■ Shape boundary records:
──────────
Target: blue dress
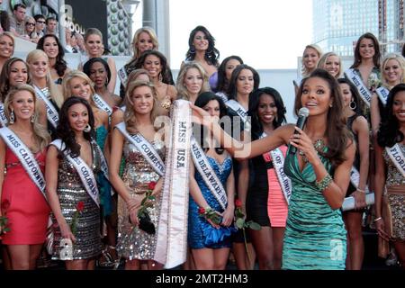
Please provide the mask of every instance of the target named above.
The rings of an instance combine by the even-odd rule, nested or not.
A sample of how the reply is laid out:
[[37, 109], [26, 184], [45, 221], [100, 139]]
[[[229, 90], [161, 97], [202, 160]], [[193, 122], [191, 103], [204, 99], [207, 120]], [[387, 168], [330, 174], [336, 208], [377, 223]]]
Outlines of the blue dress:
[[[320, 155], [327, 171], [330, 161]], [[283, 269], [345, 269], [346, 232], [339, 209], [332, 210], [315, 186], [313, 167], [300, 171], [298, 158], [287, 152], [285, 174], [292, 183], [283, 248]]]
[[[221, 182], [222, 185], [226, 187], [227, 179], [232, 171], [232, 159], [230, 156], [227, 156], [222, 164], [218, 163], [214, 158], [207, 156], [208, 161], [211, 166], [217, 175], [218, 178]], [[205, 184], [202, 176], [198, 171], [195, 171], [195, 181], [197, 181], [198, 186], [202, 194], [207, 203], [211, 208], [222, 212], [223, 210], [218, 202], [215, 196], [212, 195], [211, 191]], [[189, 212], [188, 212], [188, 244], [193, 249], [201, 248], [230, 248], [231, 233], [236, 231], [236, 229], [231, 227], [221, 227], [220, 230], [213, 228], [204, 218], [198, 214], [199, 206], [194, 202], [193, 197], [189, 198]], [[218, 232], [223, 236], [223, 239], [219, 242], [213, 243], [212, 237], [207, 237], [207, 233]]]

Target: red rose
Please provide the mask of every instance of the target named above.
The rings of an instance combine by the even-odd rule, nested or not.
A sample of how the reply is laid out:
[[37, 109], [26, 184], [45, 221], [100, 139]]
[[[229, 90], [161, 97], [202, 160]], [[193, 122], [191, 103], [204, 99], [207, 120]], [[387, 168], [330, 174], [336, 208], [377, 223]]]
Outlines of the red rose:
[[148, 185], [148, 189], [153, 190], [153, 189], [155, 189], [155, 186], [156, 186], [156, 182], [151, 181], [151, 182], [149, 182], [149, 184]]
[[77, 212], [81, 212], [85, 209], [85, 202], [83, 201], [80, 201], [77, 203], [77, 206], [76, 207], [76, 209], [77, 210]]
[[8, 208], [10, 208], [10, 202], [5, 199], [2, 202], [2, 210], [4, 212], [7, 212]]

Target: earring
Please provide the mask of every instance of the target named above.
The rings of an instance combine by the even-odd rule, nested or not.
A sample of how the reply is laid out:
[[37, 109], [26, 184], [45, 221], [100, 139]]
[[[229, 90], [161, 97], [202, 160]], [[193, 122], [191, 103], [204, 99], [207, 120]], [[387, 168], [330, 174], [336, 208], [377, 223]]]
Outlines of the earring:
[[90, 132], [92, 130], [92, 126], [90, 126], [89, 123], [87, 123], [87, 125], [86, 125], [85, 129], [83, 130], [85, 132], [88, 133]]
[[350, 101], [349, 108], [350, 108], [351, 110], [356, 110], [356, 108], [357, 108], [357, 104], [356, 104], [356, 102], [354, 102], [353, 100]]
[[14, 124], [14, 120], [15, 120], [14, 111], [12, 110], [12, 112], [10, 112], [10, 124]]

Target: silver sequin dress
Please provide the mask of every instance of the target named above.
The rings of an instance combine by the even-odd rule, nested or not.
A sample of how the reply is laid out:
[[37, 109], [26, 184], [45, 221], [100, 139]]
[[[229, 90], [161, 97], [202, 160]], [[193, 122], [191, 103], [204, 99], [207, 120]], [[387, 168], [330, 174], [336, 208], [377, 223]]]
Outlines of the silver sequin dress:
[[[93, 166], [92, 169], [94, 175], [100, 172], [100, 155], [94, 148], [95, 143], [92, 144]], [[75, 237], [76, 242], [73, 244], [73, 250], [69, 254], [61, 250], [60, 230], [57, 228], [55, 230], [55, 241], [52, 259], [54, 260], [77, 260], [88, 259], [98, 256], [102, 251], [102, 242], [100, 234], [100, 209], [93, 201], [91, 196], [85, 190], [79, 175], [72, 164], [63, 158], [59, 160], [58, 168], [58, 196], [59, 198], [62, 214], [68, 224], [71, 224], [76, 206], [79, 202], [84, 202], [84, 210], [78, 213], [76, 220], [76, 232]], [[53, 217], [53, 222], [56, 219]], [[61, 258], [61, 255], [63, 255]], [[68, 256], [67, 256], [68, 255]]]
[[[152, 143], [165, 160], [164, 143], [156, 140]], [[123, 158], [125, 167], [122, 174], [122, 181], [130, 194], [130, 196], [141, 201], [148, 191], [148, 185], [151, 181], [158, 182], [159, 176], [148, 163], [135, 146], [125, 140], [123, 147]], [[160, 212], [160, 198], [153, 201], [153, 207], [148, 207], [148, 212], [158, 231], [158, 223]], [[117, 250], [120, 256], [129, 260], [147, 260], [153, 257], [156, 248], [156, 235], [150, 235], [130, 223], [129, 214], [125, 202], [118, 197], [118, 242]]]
──────────
■ WHAT NEEDS TO BE DONE: Write out again the lines from the line with "Target: earring" to the line with "102], [353, 100]]", both ends included, and shift every coordinate in the outlines by adding 24 to each number while leaving all other lines unchanged.

■ ANSWER TO THE EXERCISE:
Target: earring
Please provide the mask of every instance of the target named above.
The rings of an instance combine by the even-odd rule, nested or not.
A sample of how the reply is laid out:
[[37, 109], [26, 184], [45, 221], [100, 139]]
[[[229, 90], [161, 97], [202, 160]], [[193, 122], [191, 103], [204, 99], [207, 120]], [[387, 168], [330, 174], [336, 208], [377, 223]]]
Outlines of the earring:
[[114, 156], [116, 154], [116, 150], [114, 150], [113, 147], [111, 147], [111, 149], [110, 149], [109, 153], [107, 154], [109, 156], [112, 157]]
[[374, 125], [373, 132], [374, 132], [375, 134], [380, 134], [380, 132], [381, 132], [381, 128], [380, 128], [380, 126], [378, 126], [377, 124]]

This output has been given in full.